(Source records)
— Start —

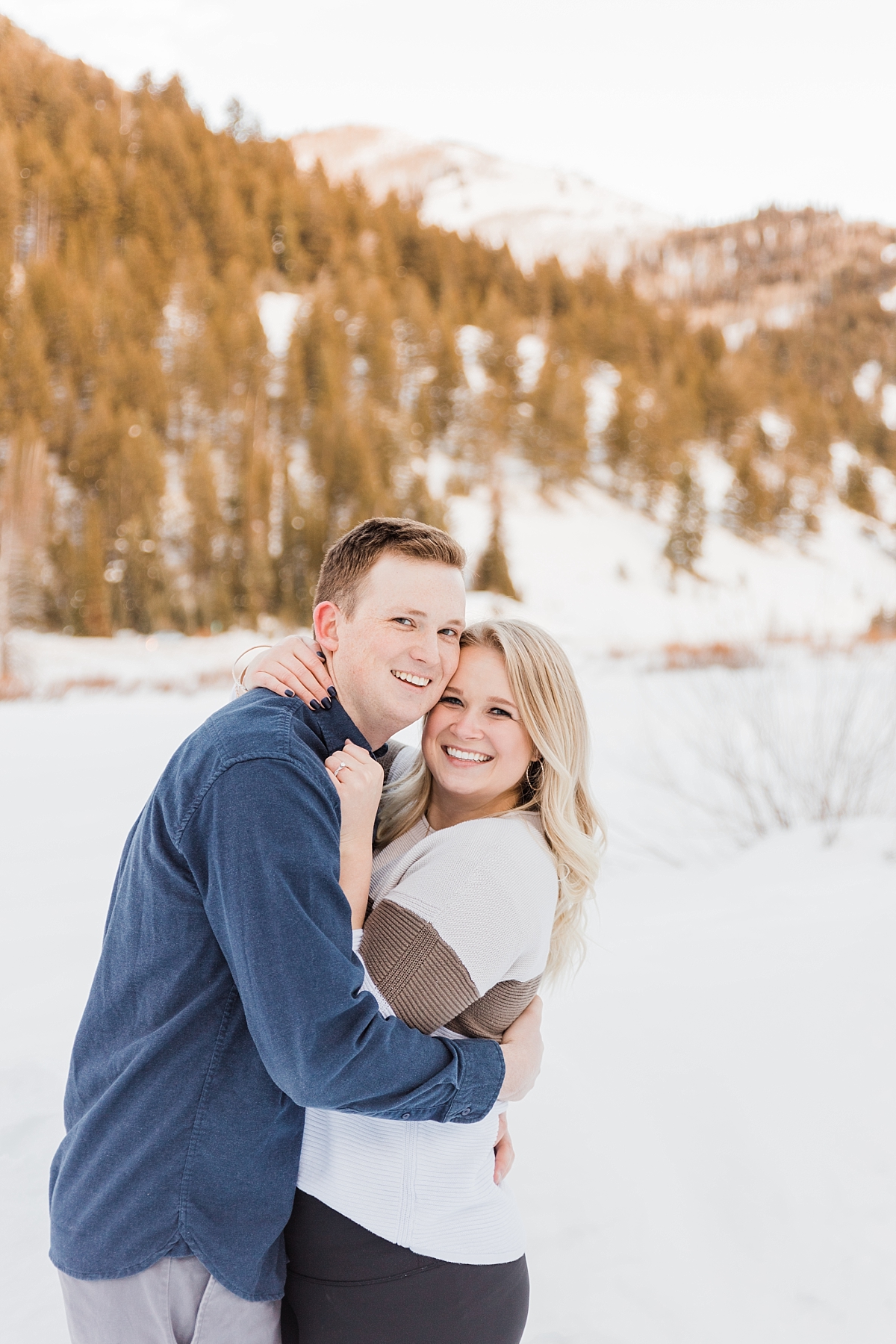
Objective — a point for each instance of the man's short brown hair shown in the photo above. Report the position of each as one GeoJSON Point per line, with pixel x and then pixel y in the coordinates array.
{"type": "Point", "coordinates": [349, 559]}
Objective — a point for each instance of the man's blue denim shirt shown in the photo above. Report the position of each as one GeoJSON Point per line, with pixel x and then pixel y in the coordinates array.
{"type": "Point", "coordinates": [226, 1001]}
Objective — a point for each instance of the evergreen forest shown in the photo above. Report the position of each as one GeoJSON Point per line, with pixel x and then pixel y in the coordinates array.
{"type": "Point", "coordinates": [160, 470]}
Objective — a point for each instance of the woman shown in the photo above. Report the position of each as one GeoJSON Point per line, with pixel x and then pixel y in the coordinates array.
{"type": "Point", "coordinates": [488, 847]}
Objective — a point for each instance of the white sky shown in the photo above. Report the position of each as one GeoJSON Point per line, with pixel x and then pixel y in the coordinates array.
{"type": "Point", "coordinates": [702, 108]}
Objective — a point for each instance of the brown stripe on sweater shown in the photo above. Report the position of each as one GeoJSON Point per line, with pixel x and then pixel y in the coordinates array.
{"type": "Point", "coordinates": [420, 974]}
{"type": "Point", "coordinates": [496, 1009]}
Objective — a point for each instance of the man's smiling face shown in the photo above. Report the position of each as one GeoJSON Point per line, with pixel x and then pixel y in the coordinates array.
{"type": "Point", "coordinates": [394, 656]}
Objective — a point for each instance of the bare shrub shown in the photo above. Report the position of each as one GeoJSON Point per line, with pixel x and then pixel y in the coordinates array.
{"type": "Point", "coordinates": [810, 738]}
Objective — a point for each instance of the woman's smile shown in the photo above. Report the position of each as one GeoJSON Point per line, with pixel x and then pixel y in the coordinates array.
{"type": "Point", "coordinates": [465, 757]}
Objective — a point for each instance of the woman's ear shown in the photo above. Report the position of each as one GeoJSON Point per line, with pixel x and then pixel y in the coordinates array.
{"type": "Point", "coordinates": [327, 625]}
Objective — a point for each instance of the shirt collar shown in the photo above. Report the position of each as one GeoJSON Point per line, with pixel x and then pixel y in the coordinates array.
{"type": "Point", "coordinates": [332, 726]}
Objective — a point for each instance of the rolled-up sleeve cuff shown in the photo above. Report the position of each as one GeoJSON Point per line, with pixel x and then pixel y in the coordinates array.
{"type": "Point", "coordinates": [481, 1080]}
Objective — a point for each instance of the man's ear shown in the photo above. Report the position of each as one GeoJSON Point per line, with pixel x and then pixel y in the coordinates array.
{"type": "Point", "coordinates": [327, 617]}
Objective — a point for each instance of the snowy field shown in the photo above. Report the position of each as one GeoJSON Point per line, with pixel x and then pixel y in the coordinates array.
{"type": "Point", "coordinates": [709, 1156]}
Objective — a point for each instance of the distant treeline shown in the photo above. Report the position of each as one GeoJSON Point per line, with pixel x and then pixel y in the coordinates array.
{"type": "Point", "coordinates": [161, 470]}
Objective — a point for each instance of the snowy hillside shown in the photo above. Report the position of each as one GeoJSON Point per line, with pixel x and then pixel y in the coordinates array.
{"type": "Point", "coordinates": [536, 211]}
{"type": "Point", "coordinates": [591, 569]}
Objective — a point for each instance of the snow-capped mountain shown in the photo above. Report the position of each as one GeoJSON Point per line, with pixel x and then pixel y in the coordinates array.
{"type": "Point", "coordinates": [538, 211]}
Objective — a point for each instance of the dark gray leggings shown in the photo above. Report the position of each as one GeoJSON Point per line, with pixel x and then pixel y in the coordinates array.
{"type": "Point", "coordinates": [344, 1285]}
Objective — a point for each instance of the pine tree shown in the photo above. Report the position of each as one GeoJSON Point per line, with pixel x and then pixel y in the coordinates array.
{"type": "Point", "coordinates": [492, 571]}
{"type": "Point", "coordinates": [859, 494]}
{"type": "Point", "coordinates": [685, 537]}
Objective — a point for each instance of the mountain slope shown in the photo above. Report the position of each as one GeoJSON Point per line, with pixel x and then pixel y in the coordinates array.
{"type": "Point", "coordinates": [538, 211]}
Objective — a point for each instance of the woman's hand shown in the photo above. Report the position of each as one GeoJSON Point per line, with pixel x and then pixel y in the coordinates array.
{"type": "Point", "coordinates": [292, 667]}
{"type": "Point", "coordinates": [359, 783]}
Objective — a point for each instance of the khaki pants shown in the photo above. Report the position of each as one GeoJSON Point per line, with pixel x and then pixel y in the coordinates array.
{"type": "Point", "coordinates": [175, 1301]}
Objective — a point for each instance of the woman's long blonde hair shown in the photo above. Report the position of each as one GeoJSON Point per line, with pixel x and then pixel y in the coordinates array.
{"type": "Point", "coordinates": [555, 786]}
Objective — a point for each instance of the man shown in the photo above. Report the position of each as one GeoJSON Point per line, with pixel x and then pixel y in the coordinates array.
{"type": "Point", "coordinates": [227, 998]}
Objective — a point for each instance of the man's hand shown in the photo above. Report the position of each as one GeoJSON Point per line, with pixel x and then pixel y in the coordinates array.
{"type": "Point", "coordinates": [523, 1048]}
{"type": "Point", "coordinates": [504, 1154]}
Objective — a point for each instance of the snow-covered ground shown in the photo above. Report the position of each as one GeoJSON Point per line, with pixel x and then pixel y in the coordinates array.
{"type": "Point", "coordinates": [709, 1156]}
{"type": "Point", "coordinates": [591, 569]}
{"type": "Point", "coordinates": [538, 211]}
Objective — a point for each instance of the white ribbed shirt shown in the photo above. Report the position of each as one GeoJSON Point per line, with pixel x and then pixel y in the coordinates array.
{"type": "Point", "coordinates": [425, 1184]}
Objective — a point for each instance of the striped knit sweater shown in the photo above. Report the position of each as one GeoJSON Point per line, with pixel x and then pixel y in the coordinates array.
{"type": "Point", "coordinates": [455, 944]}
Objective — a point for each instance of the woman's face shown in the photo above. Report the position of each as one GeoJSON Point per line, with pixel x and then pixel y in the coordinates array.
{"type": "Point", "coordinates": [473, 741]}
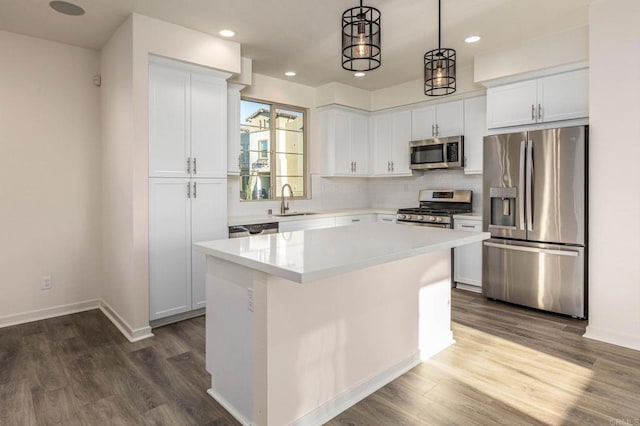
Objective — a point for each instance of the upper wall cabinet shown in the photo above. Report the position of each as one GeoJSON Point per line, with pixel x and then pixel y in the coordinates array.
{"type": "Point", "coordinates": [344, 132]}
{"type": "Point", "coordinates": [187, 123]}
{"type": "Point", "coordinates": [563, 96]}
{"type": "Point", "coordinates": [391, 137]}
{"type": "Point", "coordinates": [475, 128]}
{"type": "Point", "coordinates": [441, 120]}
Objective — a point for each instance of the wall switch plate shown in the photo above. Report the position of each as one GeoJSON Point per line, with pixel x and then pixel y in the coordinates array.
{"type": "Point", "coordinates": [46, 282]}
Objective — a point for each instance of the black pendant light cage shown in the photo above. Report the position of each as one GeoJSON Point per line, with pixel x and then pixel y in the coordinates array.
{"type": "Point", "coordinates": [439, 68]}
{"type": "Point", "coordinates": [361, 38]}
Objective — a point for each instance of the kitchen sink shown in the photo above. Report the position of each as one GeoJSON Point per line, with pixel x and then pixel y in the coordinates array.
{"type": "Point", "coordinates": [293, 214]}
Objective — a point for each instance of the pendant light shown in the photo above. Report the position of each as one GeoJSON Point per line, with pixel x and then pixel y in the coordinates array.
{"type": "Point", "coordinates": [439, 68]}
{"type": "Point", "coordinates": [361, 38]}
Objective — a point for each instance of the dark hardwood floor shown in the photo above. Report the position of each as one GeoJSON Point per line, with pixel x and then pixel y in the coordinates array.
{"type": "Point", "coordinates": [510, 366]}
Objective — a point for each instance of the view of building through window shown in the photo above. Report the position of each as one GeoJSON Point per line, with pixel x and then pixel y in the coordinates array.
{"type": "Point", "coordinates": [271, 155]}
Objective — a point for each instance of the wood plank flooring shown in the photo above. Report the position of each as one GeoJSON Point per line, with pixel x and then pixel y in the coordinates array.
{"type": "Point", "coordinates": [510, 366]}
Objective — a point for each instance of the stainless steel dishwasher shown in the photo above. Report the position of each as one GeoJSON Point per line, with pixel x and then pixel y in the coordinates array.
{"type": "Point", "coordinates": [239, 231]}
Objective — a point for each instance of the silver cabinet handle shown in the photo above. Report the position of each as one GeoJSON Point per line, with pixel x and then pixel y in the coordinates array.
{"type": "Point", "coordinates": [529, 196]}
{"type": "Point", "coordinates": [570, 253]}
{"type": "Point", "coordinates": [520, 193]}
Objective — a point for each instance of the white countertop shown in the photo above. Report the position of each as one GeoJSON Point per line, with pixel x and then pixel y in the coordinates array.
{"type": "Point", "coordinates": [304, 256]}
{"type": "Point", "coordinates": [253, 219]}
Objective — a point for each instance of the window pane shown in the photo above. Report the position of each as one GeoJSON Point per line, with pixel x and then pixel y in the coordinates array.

— End —

# STATED EXERCISE:
Please present the listing as a Markdown table with a Row column numbering each line and a Text column holding the line. Cover only the lines from the one containing "Objective — a point for each instance of the white countertop" through the end of the listing, both ends included, and omit blank lines.

# RESULT OF THE EXERCISE:
| Row | Text |
|---|---|
| 1 | Objective — a point for each instance of the white countertop shown in the photo above. Report the position of each as one GeoJSON Point per line, with pixel x and then pixel y in the coordinates array. |
| 2 | {"type": "Point", "coordinates": [304, 256]} |
| 3 | {"type": "Point", "coordinates": [253, 219]} |
| 4 | Objective — a point for each instance of the window pane shown in the photo above. Report the position of each as one GeoJSON Point per line, with pixel x and then pixel y in the coordinates array. |